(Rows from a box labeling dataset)
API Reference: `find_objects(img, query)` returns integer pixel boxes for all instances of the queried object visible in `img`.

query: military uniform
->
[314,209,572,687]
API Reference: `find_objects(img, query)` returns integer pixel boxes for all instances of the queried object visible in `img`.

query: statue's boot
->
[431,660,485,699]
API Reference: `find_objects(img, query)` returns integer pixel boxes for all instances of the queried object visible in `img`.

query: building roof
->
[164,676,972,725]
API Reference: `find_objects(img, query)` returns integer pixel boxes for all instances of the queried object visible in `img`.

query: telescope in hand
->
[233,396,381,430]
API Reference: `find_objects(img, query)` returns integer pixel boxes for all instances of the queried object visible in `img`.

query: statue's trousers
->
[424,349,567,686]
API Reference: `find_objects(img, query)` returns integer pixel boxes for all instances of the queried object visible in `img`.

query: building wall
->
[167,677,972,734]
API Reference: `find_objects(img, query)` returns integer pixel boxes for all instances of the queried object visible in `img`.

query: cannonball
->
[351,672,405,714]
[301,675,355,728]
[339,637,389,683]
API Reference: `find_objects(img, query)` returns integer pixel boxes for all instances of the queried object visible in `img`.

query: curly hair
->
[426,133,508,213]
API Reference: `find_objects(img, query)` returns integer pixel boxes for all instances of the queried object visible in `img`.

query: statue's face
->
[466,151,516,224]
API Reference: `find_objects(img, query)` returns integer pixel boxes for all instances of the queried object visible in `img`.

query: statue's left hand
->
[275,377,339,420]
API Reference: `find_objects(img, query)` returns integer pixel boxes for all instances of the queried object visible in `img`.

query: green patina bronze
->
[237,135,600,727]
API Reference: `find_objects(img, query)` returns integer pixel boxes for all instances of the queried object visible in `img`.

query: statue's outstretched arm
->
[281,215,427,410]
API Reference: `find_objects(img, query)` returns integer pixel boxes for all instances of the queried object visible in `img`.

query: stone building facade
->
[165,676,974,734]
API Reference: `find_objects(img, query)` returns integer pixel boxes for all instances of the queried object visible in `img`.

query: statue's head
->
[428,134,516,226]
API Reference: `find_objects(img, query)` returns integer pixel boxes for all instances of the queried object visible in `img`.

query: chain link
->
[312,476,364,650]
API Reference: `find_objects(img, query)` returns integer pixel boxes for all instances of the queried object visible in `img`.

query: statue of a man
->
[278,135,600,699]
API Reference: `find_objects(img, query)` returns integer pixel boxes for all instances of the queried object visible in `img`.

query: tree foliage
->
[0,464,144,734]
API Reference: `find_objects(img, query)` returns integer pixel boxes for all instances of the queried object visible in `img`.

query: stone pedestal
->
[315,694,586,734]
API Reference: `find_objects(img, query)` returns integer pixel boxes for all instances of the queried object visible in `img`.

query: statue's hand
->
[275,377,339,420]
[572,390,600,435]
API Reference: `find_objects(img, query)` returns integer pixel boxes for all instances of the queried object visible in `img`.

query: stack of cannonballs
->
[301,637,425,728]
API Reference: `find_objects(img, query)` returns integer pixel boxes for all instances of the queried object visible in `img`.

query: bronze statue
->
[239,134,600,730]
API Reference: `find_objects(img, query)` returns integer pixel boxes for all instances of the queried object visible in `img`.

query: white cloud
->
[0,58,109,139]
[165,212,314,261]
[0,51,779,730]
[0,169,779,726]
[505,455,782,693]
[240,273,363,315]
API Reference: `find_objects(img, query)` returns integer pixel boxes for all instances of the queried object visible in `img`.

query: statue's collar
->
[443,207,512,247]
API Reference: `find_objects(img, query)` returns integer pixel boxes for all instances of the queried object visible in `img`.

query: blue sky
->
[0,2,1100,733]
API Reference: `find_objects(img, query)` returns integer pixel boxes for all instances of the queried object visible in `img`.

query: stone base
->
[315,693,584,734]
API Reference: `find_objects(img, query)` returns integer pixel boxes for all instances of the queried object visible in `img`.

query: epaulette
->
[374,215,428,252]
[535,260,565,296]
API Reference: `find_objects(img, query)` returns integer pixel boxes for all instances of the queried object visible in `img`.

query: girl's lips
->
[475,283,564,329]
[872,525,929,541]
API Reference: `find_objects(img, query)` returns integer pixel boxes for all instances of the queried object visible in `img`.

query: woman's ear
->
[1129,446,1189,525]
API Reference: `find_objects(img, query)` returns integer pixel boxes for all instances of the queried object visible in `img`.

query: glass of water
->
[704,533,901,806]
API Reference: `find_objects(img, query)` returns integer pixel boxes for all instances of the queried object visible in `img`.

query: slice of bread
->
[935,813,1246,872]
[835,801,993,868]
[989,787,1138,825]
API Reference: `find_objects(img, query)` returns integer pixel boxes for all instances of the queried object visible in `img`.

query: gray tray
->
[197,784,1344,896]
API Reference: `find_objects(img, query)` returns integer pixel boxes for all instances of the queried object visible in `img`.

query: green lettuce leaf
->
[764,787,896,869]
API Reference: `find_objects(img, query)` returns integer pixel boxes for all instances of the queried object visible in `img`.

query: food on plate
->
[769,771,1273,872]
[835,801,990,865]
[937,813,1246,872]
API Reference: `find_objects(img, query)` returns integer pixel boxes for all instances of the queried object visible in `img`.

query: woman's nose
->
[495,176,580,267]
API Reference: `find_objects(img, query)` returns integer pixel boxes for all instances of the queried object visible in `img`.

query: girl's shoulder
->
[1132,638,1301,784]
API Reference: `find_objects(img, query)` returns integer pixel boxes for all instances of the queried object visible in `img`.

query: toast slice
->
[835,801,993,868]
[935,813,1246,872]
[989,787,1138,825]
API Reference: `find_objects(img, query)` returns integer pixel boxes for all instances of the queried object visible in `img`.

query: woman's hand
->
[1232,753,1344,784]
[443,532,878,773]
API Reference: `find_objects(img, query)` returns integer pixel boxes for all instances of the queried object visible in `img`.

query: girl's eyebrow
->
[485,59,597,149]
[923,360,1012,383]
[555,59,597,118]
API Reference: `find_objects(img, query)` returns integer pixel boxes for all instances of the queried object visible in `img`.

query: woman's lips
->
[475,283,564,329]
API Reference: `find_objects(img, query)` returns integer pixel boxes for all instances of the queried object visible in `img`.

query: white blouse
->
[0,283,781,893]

### PROMPT
Reproduce all of the data above with "integer pixel boxes" replaced by "whole-number pixel boxes" everywhere it occurs. Leave every other part unchanged.

### SOLUTION
API Reference: `find_objects(img, query)` returns whole-number pixel boxes for all instances of the queried object visible in `img`.

query: military uniform
->
[314,209,572,687]
API Reference: `find_objects(img, query)` returns whole-number pixel boxes for all instances of the queried object visible in `img`.

query: statue's boot
->
[431,660,485,699]
API Reference: `find_objects(img, query)` returns whole-number pixel boxes for all instances of the queried object visible in `img`.

query: building roof
->
[164,676,972,725]
API Reference: `find_objects(img, query)` returns whole-number pixel boxes for all instances of the queried object visible in `img`.

query: telescope in hand
->
[233,396,381,430]
API Reference: `find_objects(img, query)` returns whole-number pixel boxes for all instances of the queried object visible in `img`.

query: statue's trousers
->
[424,349,567,686]
API Reference: `find_objects(img, query)` returns whole-number pixel boxes for all instances of the queried object visible in `img`.

query: building wall
->
[167,677,972,734]
API Reference: `find_objects(img, query)` returns whole-number pixel boxes for all instances of the queried object visible in `img`.

query: cannonball
->
[351,672,405,714]
[301,675,355,728]
[339,637,389,683]
API Reference: `find_objects(img, query)` returns whole-number pixel boxes for all instances of the queried object visible in `img`.

query: curly hair
->
[426,133,508,213]
API Reference: `find_objects(img, query)` returns whole-number pixel boxes for all instances of the queried object visible in `img`.

query: statue's face
->
[466,151,516,224]
API Reference: `find_objects(img, query)` returns whole-number pixel boxes for all instances of the queried object visible in `img`.

query: statue's left hand
->
[275,377,339,420]
API Reference: `find_objects(img, query)` returns whole-number pixel boxes for all instances of the queried object visible in `img`.

query: green patina bronze
->
[237,135,600,727]
API Reference: `find_objects(img, query)` returns whole-number pixel boxes for all instances of the queried object visible in `img`.

query: statue's outstretched arm
->
[281,215,427,410]
API Reference: `find_objects(img, query)` returns whole-number pixel boxes for all instances of the queried object visible in `img`.

query: stone building facade
->
[165,676,974,734]
API Reference: `find_objects(img, query)` returns whole-number pixel boxes for all instances of the queried object visible in `img`.

query: statue's head
->
[428,134,516,226]
API Reference: `find_objects(img, query)` returns whole-number pixel boxes for all instances of the queried object visible in `img`.

query: chain link
->
[312,476,364,650]
API Reference: `find_objects(img, query)` returns whole-number pixel boxes for all instances of the queried object visible in `img`.

query: statue of a man
->
[278,135,600,699]
API Reference: `find_objects(img, query)` returns whole-number pixel boxes for all instances of the queried object visible in `img`.

query: tree foliage
->
[0,464,144,734]
API Reference: `find_objects(img, query)` returns whole-number pixel boxes for all instances of the queried object visible in `img`.

query: stone pedestal
->
[315,694,586,734]
API Reference: `find_objects(img, query)` returns whole-number pixel boxes for all instances of the queried object visible in `img`.

query: statue's hand
->
[275,377,339,420]
[572,390,600,435]
API Reference: `find_objects(img, query)` returns whole-number pixel boxes for all instances of the queried object visible in `img`.

query: stack of cannonballs
->
[301,637,425,728]
API Reference: `find_objects(img, query)` returns whole-number pixel boxes for all instances of the queried object visible in `img`.

query: bronze statue
->
[239,134,600,730]
API Reference: `find_objects(img, query)` returns whole-number pixel boxes for all instances of the queried object visible in `img`.

query: white cloud
->
[0,58,109,139]
[165,212,314,261]
[0,51,779,730]
[0,169,779,726]
[505,455,782,693]
[240,273,363,315]
API Reference: `find_objects(img, query)` returns whole-number pixel boxes for all instances of the queried object visible in `img`.

query: statue's collar
->
[443,207,512,247]
API Reference: `find_objects(img, query)` returns whole-number pixel boxes for all instances of the queried object visible in `img`.

query: blue sky
->
[0,2,1100,733]
API Reference: `find_objects(img, query)` returns whole-number pixel boxes for all instances of the queried object visible in `img`.

query: stone base
->
[315,693,584,734]
API Reference: `find_objects(img, query)` returns whole-number pixel boxes for all instances of the queried object visible in `img`.

query: epaulette
->
[374,215,428,252]
[535,260,565,296]
API Reference: `find_objects(img, query)` returns whole-number pixel boxes for all instances of the queried object visible in `img`.

query: girl's lips
->
[475,283,564,329]
[872,525,929,541]
API Reference: `find_objects(img, query)` returns whole-number pixel boxes for all instances of the queried object visible in `img`.

query: woman's ear
->
[1129,446,1189,525]
API Reference: `find_objects(img, query)` returns whole-number pixel boxes for all instances of the queried object visible in `img`.

query: glass of water
->
[704,533,901,806]
API Reference: `find_objects(img, query)` returns whole-number pixel boxes for all instances of the queried object visible in `img`.

query: slice of bread
->
[935,813,1246,872]
[835,801,993,868]
[989,787,1138,825]
API Reference: `find_objects(img, query)` returns whole-number pixel boxes for all instances of the queried object visible in `img`.

query: gray tray
->
[197,784,1344,896]
API Reference: `find_objects(img, query)` returns whole-number pixel boxes for all instances of the queried object visible in `img`.

query: green lettuce leaf
->
[764,787,896,869]
API Reference: `find_objects(img, query)` returns whole-number pixel boxes for all instances of the queried object visible in `img`.

query: food on plate
->
[769,771,1273,872]
[835,801,990,865]
[937,813,1246,872]
API Reference: `find_objects(img, query)` returns whole-number pixel boxes for all instances of the queried object visible in `img`.

query: woman's nose
->
[495,176,580,267]
API Reference: `find_objects(img, query)` returns whole-number pixel boxes for all instances of the queried object visible in `img`.

query: girl's shoulder
->
[1132,638,1301,784]
API Reference: `find_objects(img, query)` returns whole-number pixel boxes for all instances of the queried object visible in `img`.

query: toast slice
->
[835,801,993,868]
[935,813,1246,872]
[989,787,1138,825]
API Reference: `find_objects(img, query)` returns whole-number pixel boxes for all instances of the queried object visible in `img`.

query: woman's hand
->
[1232,753,1344,784]
[443,532,878,773]
API Reference: `find_objects(img, query)` returns whole-number pixel boxes for all instances of the queried object visible in `img`.

query: girl's eyebrow
->
[485,59,597,149]
[923,360,1012,383]
[555,59,597,118]
API Reference: `find_objects(img, query)` returns whole-number pixel boxes for all instances of the queried object visible in `img`.

query: woman's lips
->
[475,283,564,329]
API Reference: `find_objects(img, query)` returns whole-number pixel boxes for all instances of the queried object visible in `img`.

query: white blouse
->
[0,283,781,893]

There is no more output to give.